“I am not going to give you a destination. I can only give you a direction- awake, throbbing with life and the unknown, always surprising, unpredictable. I’m not going to give you a map. I can give you only a great passion to discover. Yes, a map is not needed; great passion, great desire to discover is needed.” – Trust, OSHO
I have experienced moments in the last few years where I have struggled to have total faith in the universe. Since then I have come to understand that personal doubt, lack of confidence, anxiety and depression all stem from an underlying lack of trust in the world. Without trusting your path, without trusting the process that is unfolding for you, you can become unbalanced and may begin to feel lost. Many of us have been there, I’ve definitely been there more than once. In the past, I might have referred to ‘anxiety’, but that word is so loaded with negative connotations, I prefer not to use it much anymore. When I came across “lack of trust in the universe” as a description for anxiety – in a book which explains the spiritual significance of illness’- it immediately resonated with me, and has since helped me to understand my own self, especially the parts of me that I struggle to accept.
My whole life I’ve always known that the ocean is something very special, that it has a power beyond what I can comprehend in my mind. It is something I can’t rationally understand, but I feel its presence as something powerful and holier than thou, if you will. When I was young I would lay for hours in the waves, allowing them to wash over me, feeling completely timeless and blissful. Since then my relationship with the ocean has been growing, and I have to say that some of the deepest and most meaningful experiences I’ve had have been in the sea.
----
→ Given request
Condense the paragraph of the reflection on trust that begins "My whole life I've always known" into a shorter version that keeps its main facts.

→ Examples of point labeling
----
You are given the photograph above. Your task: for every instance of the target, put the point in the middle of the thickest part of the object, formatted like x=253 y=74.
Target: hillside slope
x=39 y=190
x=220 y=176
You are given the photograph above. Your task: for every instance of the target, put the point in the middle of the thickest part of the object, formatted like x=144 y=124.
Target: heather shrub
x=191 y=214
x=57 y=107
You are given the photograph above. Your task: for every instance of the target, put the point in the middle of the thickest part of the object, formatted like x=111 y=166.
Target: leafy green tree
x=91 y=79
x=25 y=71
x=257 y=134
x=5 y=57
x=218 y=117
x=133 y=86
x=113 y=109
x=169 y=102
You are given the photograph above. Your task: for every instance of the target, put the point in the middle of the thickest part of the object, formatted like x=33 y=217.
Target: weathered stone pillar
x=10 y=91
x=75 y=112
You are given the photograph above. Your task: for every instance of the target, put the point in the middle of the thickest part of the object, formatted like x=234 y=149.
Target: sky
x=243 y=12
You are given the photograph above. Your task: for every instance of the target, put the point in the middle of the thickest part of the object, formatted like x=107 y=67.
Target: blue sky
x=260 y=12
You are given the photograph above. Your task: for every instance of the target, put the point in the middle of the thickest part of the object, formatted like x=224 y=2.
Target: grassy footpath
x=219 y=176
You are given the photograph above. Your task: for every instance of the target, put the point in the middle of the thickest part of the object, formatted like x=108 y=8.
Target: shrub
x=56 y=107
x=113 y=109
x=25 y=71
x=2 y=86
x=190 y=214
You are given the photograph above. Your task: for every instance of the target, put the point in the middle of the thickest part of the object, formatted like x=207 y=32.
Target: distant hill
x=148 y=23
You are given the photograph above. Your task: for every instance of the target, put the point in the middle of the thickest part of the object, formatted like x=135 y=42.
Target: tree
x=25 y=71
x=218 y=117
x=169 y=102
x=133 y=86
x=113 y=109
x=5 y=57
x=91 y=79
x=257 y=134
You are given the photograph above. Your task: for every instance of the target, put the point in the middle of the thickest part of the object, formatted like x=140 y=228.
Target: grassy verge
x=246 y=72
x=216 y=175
----
→ Result for this exercise
I have always sensed that the ocean is special, with a power I can't rationally grasp but feel as something holy. As a child I would lie in the waves for hours, feeling timeless and blissful. My bond with the ocean has kept growing, and some of my deepest, most meaningful experiences have been in the sea.